■ TASK PROMPT: Transcribe, exactly as they appear, only the lines from the one holding "Expected: one point per instance of the green traffic" through the end of the entries below.

(Coordinate annotation entries)
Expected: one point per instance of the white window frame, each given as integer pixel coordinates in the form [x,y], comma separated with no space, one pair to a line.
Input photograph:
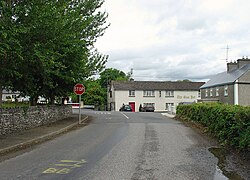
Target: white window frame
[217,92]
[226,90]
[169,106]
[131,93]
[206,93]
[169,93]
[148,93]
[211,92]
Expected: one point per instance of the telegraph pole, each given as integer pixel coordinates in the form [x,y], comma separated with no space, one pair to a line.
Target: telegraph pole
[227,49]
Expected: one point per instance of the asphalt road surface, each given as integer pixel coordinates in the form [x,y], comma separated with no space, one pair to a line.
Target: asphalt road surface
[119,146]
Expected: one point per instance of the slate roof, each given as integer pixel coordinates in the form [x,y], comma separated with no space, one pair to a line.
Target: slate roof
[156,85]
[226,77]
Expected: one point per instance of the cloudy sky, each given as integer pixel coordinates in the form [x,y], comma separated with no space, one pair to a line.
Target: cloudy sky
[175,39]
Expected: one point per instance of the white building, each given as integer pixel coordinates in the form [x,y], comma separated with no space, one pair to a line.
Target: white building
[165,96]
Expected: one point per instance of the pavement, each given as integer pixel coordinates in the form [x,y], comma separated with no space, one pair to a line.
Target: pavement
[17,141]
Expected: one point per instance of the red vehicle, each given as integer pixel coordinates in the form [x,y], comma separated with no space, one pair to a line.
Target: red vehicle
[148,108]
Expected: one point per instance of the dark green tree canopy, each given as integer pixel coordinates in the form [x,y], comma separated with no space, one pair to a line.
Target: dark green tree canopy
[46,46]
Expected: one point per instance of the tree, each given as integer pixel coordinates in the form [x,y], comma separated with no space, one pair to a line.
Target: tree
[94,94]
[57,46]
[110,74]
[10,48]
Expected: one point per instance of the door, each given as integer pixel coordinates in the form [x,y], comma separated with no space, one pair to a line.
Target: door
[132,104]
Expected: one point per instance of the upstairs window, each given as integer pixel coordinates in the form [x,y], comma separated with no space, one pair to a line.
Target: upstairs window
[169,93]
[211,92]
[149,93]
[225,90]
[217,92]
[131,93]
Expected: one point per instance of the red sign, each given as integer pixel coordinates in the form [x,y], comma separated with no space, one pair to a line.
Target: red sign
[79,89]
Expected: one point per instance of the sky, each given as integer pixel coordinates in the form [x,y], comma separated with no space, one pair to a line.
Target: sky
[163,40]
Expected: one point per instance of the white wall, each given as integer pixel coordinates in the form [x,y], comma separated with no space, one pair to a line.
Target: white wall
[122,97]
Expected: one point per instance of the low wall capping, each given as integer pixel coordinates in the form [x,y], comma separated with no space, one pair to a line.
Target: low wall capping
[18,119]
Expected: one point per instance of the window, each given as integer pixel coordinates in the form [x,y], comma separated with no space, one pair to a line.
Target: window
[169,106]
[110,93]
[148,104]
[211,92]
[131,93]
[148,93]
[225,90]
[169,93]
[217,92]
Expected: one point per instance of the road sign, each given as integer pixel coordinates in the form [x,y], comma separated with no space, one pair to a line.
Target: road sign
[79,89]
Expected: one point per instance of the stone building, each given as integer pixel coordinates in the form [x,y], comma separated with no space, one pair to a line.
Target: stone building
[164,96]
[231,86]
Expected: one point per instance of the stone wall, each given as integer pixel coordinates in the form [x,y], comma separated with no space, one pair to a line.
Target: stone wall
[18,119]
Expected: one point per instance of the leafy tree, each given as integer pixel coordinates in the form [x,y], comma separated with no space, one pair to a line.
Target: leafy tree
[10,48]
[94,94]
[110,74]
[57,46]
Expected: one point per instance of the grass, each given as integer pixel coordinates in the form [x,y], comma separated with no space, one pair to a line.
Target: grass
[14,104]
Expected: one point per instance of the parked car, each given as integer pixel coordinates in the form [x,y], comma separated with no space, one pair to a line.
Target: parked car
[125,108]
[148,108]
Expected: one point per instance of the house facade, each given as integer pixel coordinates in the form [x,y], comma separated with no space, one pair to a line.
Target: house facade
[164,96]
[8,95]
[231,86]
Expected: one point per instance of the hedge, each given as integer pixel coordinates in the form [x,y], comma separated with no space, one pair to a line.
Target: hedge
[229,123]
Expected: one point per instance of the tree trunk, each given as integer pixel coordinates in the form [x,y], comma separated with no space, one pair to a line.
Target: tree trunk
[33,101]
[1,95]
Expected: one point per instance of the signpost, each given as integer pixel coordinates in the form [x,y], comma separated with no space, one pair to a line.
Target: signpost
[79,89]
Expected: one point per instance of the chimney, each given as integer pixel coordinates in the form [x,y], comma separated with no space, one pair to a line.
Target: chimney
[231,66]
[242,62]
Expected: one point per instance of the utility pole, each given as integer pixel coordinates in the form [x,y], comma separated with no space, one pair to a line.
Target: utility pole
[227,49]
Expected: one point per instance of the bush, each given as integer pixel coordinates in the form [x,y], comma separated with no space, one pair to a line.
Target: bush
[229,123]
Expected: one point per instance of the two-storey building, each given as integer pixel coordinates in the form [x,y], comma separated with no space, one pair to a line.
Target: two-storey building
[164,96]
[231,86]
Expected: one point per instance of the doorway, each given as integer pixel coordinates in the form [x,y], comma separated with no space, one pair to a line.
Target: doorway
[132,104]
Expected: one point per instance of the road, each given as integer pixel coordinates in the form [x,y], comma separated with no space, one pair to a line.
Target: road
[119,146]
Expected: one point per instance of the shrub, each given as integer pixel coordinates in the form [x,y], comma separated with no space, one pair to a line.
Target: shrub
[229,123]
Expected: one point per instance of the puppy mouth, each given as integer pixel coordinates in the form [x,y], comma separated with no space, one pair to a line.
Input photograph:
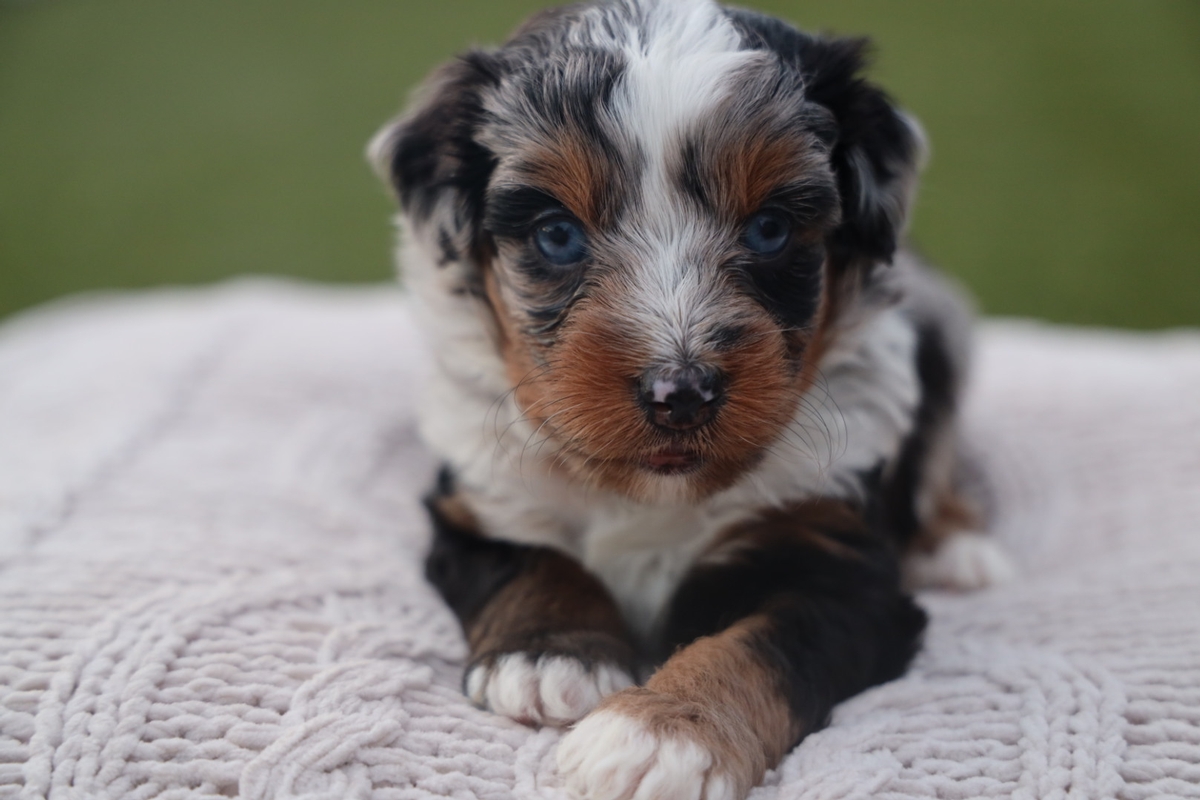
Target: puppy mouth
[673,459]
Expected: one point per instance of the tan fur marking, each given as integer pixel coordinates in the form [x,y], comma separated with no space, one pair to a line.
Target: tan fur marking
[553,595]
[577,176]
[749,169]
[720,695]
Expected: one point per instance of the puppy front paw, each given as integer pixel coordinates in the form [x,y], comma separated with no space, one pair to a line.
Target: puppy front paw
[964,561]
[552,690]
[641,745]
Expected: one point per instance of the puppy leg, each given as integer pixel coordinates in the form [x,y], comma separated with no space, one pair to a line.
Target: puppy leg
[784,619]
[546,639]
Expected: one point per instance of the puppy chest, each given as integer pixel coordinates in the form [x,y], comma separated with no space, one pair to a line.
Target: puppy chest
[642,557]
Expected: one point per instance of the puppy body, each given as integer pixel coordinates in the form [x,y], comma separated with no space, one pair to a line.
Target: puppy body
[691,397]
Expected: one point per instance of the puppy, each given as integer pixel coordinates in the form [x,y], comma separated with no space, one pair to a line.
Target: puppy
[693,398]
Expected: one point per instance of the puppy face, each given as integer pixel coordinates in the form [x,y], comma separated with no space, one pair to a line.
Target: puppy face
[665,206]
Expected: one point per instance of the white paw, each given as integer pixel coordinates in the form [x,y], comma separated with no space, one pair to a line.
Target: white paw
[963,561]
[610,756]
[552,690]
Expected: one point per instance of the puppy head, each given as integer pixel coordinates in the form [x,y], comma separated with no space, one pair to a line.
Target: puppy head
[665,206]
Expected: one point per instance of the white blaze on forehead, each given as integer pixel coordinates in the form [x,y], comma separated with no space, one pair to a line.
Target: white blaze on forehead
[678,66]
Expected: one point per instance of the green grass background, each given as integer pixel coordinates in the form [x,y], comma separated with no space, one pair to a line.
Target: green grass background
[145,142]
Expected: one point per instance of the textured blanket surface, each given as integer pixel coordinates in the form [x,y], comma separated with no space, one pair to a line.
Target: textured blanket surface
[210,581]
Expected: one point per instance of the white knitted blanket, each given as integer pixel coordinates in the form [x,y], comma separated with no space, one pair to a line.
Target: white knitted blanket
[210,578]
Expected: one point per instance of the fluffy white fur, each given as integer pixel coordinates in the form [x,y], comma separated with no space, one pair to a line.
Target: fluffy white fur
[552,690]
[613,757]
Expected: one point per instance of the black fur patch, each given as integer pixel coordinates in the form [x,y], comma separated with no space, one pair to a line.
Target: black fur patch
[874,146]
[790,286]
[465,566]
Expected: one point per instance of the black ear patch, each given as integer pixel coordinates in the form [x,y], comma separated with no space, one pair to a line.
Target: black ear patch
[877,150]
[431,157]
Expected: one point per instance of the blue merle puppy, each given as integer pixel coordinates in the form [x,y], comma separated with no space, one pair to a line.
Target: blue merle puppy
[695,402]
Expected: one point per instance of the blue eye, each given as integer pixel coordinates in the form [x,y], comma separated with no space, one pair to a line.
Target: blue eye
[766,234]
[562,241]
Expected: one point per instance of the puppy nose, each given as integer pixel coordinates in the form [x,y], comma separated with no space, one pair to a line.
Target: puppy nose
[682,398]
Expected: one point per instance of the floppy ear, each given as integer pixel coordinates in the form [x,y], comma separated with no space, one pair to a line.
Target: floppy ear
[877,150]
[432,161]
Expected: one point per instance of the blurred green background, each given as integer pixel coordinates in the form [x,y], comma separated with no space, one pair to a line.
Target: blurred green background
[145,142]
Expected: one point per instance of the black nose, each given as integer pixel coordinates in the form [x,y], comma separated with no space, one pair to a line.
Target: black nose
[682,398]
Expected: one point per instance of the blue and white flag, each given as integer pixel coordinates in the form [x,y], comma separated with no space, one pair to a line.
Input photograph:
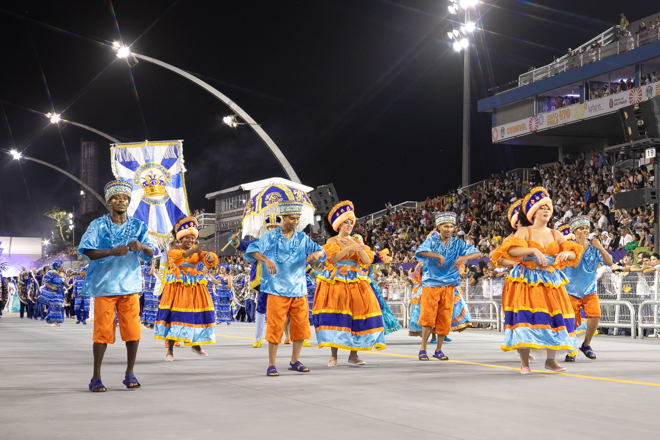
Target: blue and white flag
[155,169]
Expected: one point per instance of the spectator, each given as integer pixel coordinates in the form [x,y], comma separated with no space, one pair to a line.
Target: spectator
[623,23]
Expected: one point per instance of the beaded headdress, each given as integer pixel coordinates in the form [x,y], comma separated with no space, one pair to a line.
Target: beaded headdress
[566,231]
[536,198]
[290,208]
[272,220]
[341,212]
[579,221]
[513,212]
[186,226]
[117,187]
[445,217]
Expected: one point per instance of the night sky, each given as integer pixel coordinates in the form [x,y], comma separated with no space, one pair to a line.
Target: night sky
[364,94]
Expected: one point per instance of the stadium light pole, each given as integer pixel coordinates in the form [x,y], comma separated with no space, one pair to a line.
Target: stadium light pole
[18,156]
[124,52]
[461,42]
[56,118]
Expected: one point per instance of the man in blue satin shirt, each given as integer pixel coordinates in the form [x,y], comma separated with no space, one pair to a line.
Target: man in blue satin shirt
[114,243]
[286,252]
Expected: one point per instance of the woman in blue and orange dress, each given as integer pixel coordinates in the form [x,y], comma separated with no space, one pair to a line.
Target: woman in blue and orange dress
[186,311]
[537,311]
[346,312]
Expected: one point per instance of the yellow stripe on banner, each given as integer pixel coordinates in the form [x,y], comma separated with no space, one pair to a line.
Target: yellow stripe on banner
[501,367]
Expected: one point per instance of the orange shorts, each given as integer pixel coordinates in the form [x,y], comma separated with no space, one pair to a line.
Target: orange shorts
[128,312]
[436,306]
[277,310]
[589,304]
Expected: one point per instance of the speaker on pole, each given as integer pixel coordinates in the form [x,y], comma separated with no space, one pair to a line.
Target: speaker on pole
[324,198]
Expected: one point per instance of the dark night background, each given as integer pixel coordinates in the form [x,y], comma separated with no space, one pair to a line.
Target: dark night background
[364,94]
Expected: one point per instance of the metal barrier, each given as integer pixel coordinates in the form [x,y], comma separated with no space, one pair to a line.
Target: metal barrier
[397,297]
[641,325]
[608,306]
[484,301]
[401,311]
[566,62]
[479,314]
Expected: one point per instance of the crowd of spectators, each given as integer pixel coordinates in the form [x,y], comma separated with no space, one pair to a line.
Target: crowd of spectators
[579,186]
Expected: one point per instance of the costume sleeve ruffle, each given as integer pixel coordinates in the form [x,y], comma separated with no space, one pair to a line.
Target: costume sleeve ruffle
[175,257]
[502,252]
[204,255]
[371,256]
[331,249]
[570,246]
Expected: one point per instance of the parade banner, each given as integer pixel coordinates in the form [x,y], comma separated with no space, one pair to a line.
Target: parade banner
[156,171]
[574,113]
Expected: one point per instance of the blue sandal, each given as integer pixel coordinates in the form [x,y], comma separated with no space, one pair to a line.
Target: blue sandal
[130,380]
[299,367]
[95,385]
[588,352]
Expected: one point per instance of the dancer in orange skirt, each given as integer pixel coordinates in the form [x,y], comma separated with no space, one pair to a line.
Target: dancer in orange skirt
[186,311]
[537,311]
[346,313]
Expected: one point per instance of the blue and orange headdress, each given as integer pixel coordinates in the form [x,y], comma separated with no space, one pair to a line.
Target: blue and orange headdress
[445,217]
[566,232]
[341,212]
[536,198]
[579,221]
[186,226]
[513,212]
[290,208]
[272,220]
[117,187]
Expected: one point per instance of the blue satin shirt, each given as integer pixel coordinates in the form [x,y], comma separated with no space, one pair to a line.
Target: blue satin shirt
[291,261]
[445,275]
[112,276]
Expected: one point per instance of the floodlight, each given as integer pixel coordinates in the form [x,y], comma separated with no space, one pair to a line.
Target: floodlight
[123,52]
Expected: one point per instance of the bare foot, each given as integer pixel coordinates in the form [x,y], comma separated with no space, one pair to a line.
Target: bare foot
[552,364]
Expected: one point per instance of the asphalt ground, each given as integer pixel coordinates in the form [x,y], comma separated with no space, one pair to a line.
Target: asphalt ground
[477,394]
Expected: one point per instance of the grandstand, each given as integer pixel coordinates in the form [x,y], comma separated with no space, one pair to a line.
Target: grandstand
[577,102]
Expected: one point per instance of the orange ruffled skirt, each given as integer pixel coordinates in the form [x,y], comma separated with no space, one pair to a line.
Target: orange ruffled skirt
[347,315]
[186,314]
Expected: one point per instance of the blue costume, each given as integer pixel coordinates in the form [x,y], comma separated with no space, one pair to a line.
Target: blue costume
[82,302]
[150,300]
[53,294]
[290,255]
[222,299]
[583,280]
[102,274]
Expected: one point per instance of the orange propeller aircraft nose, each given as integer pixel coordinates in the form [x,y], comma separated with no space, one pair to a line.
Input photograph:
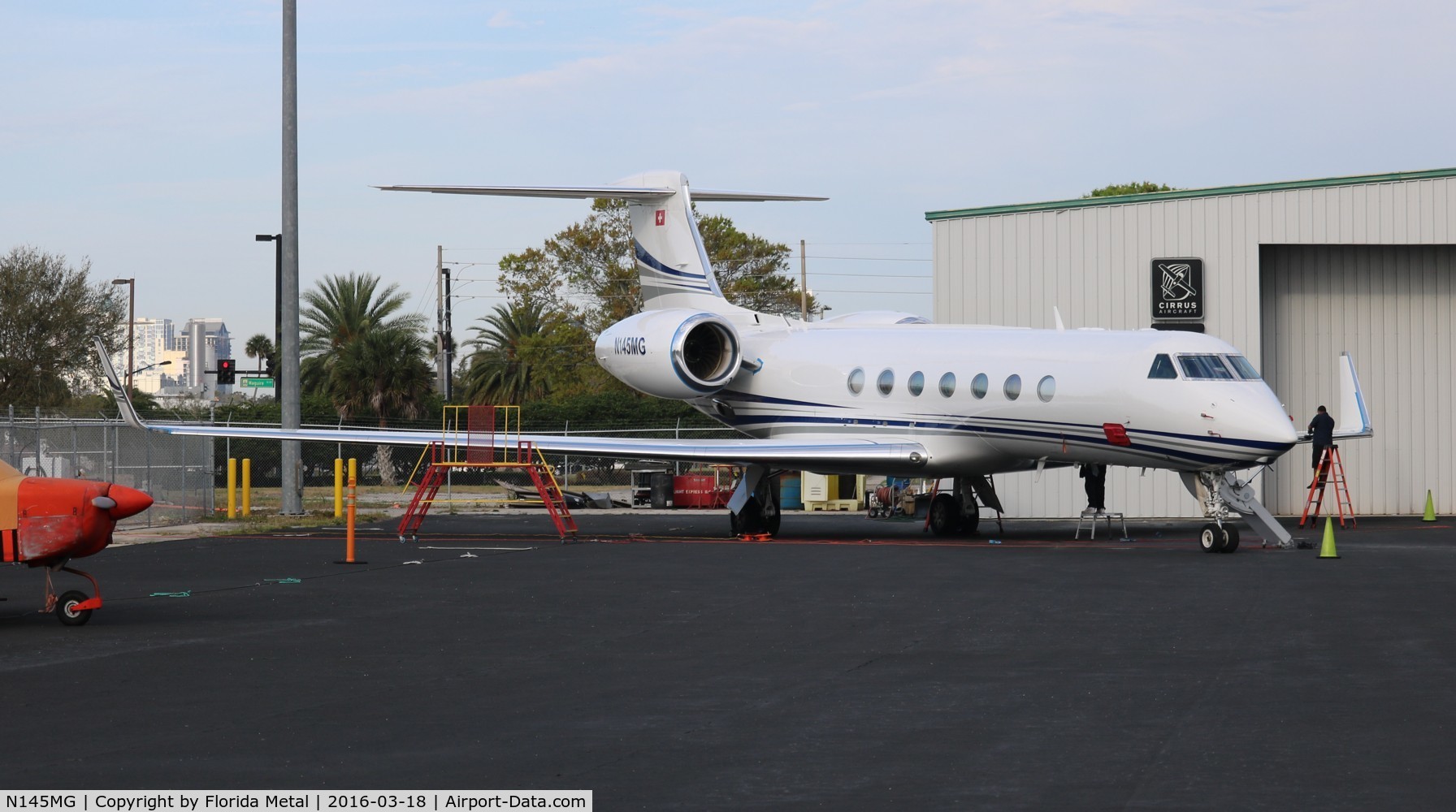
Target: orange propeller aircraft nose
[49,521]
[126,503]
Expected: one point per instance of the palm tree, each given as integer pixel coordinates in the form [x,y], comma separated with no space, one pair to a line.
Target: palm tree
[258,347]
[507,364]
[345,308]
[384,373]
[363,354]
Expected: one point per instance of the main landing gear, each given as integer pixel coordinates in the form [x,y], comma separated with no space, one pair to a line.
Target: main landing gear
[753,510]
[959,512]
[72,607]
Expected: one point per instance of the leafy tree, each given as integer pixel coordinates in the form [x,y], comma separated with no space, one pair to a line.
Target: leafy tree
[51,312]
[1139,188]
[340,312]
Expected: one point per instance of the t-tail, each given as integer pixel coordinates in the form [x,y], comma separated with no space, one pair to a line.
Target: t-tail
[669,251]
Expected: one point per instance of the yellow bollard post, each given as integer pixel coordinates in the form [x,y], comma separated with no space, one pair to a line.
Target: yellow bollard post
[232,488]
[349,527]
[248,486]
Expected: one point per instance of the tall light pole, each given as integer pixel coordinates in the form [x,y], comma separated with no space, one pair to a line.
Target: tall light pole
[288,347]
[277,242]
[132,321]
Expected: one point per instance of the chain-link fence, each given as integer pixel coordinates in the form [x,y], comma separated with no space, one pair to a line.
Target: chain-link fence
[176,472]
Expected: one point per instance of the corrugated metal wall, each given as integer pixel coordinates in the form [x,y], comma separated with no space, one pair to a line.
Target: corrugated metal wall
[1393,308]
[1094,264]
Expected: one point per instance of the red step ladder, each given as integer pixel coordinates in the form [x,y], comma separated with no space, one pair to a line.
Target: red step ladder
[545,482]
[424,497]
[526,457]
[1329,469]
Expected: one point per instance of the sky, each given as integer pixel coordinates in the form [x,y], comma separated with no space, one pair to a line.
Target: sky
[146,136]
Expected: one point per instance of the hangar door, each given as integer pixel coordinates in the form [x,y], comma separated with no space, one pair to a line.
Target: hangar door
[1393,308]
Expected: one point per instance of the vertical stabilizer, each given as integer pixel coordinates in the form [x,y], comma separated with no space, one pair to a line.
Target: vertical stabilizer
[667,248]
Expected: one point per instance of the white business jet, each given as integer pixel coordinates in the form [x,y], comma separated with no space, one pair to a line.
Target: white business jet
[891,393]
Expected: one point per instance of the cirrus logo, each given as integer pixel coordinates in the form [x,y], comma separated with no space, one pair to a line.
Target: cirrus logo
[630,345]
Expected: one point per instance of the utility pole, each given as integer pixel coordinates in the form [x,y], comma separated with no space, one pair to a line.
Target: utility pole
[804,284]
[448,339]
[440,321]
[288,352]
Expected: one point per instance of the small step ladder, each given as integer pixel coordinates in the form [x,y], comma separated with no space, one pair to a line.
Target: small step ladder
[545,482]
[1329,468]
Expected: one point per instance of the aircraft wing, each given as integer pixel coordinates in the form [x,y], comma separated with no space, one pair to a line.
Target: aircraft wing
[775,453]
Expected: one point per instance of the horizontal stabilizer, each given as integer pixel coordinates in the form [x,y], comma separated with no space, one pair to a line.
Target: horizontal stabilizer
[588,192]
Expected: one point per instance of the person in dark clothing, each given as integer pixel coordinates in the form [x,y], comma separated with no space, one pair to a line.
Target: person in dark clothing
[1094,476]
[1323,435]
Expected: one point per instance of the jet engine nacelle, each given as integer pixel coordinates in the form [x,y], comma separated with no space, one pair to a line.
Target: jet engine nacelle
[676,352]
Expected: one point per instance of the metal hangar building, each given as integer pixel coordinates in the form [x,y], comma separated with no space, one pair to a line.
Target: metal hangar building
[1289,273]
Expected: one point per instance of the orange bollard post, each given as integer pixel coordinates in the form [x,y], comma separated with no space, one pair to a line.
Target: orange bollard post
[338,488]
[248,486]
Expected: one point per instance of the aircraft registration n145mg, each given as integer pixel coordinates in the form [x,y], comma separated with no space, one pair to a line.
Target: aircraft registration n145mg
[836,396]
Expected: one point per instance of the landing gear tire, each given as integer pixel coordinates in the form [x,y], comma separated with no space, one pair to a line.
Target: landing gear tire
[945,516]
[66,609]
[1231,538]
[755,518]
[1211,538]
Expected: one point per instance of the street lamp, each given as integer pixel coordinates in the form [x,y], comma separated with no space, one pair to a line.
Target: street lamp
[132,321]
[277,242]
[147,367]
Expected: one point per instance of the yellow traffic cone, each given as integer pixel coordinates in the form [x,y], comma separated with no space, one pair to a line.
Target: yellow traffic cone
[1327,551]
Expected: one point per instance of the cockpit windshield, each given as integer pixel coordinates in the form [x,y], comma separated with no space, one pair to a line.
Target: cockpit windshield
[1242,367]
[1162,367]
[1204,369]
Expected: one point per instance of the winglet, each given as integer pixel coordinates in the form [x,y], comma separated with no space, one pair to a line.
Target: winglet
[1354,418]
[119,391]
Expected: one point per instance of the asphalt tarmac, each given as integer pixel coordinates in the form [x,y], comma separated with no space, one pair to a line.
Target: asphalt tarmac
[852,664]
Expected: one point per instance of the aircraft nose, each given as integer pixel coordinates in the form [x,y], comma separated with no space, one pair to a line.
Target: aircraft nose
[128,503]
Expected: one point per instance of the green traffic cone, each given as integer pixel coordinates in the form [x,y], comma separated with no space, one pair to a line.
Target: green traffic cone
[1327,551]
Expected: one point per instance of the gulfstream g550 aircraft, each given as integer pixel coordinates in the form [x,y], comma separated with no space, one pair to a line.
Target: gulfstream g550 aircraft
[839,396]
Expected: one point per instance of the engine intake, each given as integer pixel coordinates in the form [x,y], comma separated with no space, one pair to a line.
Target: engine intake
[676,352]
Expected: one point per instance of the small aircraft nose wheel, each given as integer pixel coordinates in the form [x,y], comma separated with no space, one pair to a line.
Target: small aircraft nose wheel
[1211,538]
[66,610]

■ TASK OUTPUT:
Expected: one point per instance of the green traffic cone, each given as integer pixel coordinates in the form [x,y], comma separated with no space, one pair to a line.
Target: green traffic cone
[1327,551]
Expected: one point per instance of the gulfstream g550 aircraft, each given as integer pixel coordinates in the form [x,y], comma separated with no space, one pair to a line.
Target: gulfstream g550 aircraft
[839,396]
Expected: one point per instance of the engine intake, each given as integer pixel coordinates in the form [x,y], comma separated with no space, one pair to a line.
Target: engine intake
[676,352]
Expected: one point per instance of the small aircraft nose wheel, each given as integer pixel coordinates in the form [x,y], comma separated with no space, one pair to a line.
Target: small aircraft nose wheel
[1211,538]
[66,610]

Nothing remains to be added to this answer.